Items from a dataset.
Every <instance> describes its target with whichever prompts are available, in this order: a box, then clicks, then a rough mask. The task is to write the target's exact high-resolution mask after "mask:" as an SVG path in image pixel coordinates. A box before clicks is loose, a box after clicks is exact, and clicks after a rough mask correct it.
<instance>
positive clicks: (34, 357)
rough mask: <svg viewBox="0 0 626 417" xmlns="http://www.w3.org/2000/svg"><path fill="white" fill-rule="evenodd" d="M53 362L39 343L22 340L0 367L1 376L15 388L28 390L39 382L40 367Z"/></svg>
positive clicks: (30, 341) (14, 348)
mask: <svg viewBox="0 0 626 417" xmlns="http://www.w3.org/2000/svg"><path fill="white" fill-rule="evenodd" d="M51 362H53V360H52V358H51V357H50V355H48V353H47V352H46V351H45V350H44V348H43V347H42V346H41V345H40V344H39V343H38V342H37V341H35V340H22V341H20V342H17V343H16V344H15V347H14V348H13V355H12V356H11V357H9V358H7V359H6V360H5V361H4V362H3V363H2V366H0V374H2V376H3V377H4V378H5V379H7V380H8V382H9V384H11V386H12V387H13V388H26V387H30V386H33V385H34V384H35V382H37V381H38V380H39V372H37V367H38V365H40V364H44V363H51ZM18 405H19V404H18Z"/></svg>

YOUR INSTRUCTIONS. Reproduce the data in its entirety, matching each character.

RESULT BELOW.
Every <instance> describes its target with whichever prompts are available, in this order: a box, then clicks, then a rough mask. The task is to write the target's exact high-resolution mask after "mask:" as an SVG path in image pixel coordinates. A box before clicks is loose, a box after clicks is exact, and clicks after a rough mask correct it.
<instance>
positive clicks: (34, 357)
rough mask: <svg viewBox="0 0 626 417" xmlns="http://www.w3.org/2000/svg"><path fill="white" fill-rule="evenodd" d="M53 362L39 343L22 340L0 367L1 376L15 388L28 390L39 382L40 367Z"/></svg>
positive clicks: (30, 341) (14, 348)
mask: <svg viewBox="0 0 626 417" xmlns="http://www.w3.org/2000/svg"><path fill="white" fill-rule="evenodd" d="M51 362H53V360H52V358H51V357H50V355H48V353H47V352H46V351H45V350H44V348H43V347H42V346H41V345H40V344H39V343H38V342H37V341H35V340H22V341H20V342H17V343H16V344H15V347H14V348H13V355H12V356H11V357H9V358H7V359H6V360H5V361H4V362H3V363H2V366H0V374H2V376H3V377H4V378H5V379H7V380H8V382H9V384H11V386H12V387H13V388H26V387H30V386H33V385H34V384H35V382H37V381H38V380H39V372H37V367H38V365H40V364H44V363H51ZM18 405H19V404H18Z"/></svg>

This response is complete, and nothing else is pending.